→ Source records

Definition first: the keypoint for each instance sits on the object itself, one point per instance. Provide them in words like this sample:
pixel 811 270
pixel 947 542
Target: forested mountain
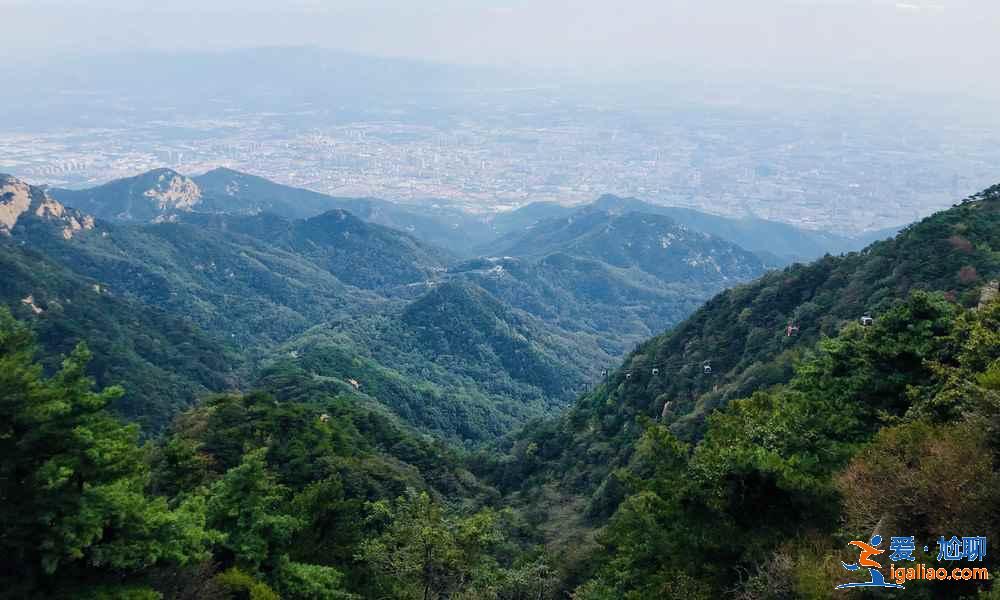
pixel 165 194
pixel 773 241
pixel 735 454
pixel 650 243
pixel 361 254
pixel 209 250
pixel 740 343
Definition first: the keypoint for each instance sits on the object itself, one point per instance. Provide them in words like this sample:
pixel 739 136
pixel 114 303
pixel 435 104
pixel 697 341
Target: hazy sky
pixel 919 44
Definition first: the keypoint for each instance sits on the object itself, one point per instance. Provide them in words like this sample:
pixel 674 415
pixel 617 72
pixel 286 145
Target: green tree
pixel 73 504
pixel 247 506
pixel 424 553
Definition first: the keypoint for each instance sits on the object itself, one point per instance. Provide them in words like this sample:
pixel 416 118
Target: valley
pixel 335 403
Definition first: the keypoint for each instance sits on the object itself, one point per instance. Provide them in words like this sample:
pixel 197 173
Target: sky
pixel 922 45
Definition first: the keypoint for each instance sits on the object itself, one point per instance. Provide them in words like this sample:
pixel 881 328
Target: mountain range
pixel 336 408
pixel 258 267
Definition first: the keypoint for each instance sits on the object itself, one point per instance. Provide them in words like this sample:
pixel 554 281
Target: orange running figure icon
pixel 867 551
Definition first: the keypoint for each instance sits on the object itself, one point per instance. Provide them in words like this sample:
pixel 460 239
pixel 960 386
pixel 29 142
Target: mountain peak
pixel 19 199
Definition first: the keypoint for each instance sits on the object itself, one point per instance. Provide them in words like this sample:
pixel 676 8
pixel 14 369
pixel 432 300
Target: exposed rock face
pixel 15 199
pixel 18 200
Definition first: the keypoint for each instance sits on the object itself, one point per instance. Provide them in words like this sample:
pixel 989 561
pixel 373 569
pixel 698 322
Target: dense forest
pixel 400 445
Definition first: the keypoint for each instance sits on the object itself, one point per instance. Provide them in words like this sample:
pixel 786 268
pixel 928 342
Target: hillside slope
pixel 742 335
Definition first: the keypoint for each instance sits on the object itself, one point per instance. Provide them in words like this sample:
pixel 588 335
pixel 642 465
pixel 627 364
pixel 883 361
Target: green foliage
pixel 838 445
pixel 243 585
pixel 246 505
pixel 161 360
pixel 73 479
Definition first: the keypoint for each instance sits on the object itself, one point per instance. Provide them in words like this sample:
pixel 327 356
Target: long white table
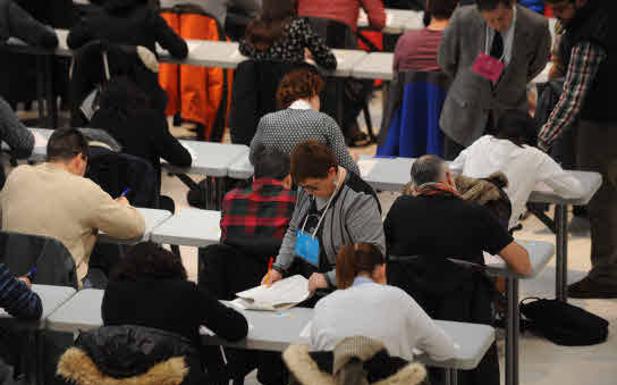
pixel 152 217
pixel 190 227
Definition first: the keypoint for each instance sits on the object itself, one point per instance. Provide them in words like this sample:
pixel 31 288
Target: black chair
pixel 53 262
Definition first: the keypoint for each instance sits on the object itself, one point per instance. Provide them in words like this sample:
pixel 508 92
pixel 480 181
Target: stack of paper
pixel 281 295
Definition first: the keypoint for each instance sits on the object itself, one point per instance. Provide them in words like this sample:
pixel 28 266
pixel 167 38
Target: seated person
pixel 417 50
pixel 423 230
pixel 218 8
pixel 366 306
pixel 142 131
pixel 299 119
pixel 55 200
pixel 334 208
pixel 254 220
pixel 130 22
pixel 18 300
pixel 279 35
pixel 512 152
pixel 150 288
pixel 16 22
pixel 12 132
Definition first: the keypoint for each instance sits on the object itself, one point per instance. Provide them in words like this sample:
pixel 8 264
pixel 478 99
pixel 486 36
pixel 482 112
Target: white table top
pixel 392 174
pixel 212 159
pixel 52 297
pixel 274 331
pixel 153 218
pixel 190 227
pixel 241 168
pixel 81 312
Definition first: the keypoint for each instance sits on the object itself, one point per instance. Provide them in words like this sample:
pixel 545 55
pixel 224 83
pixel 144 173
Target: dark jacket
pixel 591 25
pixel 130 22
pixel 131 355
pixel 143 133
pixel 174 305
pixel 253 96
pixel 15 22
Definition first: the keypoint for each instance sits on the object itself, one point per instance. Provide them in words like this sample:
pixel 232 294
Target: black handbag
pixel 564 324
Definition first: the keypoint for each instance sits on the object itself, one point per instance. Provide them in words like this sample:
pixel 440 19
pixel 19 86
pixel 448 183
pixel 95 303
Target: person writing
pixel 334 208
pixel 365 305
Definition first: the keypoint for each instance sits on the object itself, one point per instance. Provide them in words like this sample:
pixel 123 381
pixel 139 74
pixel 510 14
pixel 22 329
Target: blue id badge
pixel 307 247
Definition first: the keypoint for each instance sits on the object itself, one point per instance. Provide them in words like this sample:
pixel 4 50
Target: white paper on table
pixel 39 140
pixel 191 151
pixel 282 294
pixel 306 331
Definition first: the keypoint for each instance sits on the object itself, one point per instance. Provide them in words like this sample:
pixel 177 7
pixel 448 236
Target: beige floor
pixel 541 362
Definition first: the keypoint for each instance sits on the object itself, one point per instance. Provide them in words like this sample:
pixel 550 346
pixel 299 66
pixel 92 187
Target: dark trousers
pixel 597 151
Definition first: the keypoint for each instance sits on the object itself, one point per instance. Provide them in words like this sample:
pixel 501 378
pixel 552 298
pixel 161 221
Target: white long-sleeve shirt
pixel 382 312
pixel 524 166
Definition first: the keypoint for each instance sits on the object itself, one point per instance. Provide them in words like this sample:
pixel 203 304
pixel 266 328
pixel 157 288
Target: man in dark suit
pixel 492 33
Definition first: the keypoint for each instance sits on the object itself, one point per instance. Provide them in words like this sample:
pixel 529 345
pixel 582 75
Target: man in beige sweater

→ Work instructions
Rewrite all the items above with "Target" swapped for "Object" wherever it appears, changing nothing else, and omit the pictures.

→ Complete response
Definition first: the keypoint for each instance sits on the object itself, one point per instance. Provide them in words like this sample:
pixel 811 270
pixel 947 542
Object: forested mountain
pixel 165 194
pixel 773 241
pixel 735 454
pixel 650 243
pixel 361 254
pixel 209 250
pixel 740 343
Definition first: the keypoint for each instance sits on the object itself, one point per instance. Provide them in words like this sample:
pixel 739 136
pixel 114 303
pixel 435 104
pixel 697 341
Object: hazy sky
pixel 919 44
Definition first: the keypoint for each instance sits on the object itself, one point per instance. Provide them in words like this sample:
pixel 674 415
pixel 617 72
pixel 286 145
Object: green tree
pixel 73 504
pixel 247 506
pixel 424 553
Definition first: the keypoint for each instance sits on the object itself, one point per instance. Provide them in words like this sample:
pixel 416 118
Object: valley
pixel 335 403
Definition first: the keypoint for each instance sits on the object itself, one point per instance. Provide them in words like this sample:
pixel 197 173
Object: sky
pixel 922 45
Definition first: the keypoint for each instance sits on the object itself, one point per instance. Provide them in words like this sample:
pixel 881 328
Object: mountain range
pixel 336 408
pixel 258 267
Definition first: the keypoint for each instance sits on the object itself, one point per instance. Provide them in words like this sample:
pixel 554 281
Object: orange running figure icon
pixel 867 551
Definition first: the keypoint for each instance sits on the object itself, one point per instance. Provide them in words like this sample:
pixel 460 239
pixel 960 386
pixel 29 142
Object: mountain peak
pixel 19 199
Definition first: the keypoint for each instance sits on the object itself, one point per instance. Provide them in words like this sample:
pixel 676 8
pixel 14 369
pixel 432 300
Object: exposed rock face
pixel 15 199
pixel 18 200
Definition first: the keypoint for each instance sits on the object itself, one point per instance. Provide them in words like this sample:
pixel 989 561
pixel 373 569
pixel 698 322
Object: dense forest
pixel 400 445
Definition first: the keypoint for each instance sits on the object itself, one point per instance. Provide them in words like this sample:
pixel 786 268
pixel 928 342
Object: hillside slope
pixel 742 335
Definition first: the keypoint for each instance sits on the object itself, one point per instance. Provide them in words like this sample:
pixel 588 335
pixel 642 465
pixel 627 364
pixel 883 361
Object: green foliage
pixel 838 445
pixel 243 585
pixel 246 505
pixel 161 360
pixel 73 479
Definition first: the keypoint for each instance sits on the object itself, one point per instance. Provide them in words like this sample:
pixel 327 356
Object: long white table
pixel 152 217
pixel 190 227
Definition first: the keypoint for each instance sits on the object itself, one point per instance. Provide them in words like this sample:
pixel 31 288
Object: black chair
pixel 53 262
Definition first: the keypoint for each instance sits on the object itself, one point per instance. Provide them in words like this sample:
pixel 508 92
pixel 480 181
Object: stack of paper
pixel 281 295
Definition first: the keypoint for each instance sits on the object itself, one point per instance. Provide them in words like this sample:
pixel 28 266
pixel 167 38
Object: seated person
pixel 417 50
pixel 423 230
pixel 218 8
pixel 366 306
pixel 142 131
pixel 299 119
pixel 55 200
pixel 334 208
pixel 254 220
pixel 130 22
pixel 18 300
pixel 279 35
pixel 512 152
pixel 150 288
pixel 16 22
pixel 12 132
Definition first: the keypoint for each instance sits on the object itself, one point per instance. Provide them in words like this sample:
pixel 8 264
pixel 478 99
pixel 486 36
pixel 482 112
Object: white table top
pixel 392 174
pixel 212 159
pixel 52 297
pixel 274 331
pixel 153 218
pixel 190 227
pixel 241 168
pixel 81 312
Definition first: the keypoint for each instance sits on the object itself, one point per instance. Provide them in words like this sample:
pixel 545 55
pixel 224 83
pixel 144 173
Object: dark jacket
pixel 591 25
pixel 130 22
pixel 131 355
pixel 143 133
pixel 174 305
pixel 253 96
pixel 15 22
Definition first: the keypoint for each instance sits on the object itself, one point per instance. Provide them in words like this sample:
pixel 232 294
Object: black handbag
pixel 564 324
Definition first: the keypoint for each instance sits on the object itself, one point per instance. Provide them in words like this sample:
pixel 440 19
pixel 19 86
pixel 448 183
pixel 95 303
Object: person writing
pixel 334 208
pixel 365 305
Definition first: the keypoint for each instance sits on the object itself, one point per instance. Provide them in words like this sample:
pixel 123 381
pixel 139 74
pixel 510 14
pixel 22 329
Object: blue id badge
pixel 307 247
Definition first: the keypoint for each instance sits on the object itself, one point per instance. Provide them in words like this sample:
pixel 4 50
Object: white paper on table
pixel 39 140
pixel 191 151
pixel 282 294
pixel 306 331
Definition first: the keypoint for each instance sits on the object itself, one point per instance. Provide them in words like this sample:
pixel 177 7
pixel 448 236
Object: beige floor
pixel 541 362
Definition first: the keypoint for each instance sits on the object itself, one point per instance. Provide them in words like this sample:
pixel 550 346
pixel 299 66
pixel 92 187
Object: dark trousers
pixel 597 151
Definition first: the keypoint for each instance sits on the object itself, one point per instance. Provide them in words like this sample:
pixel 501 378
pixel 552 298
pixel 161 221
Object: white long-sleeve shirt
pixel 382 312
pixel 524 166
Definition first: the keypoint for each instance sits on the object itself, one point per instance. Provide them in words like this sample:
pixel 203 304
pixel 266 328
pixel 157 288
Object: man in dark suit
pixel 492 33
Definition first: the keypoint for each instance sits on the object itself, one point per instance. Provide them in words like this sample:
pixel 529 345
pixel 582 75
Object: man in beige sweater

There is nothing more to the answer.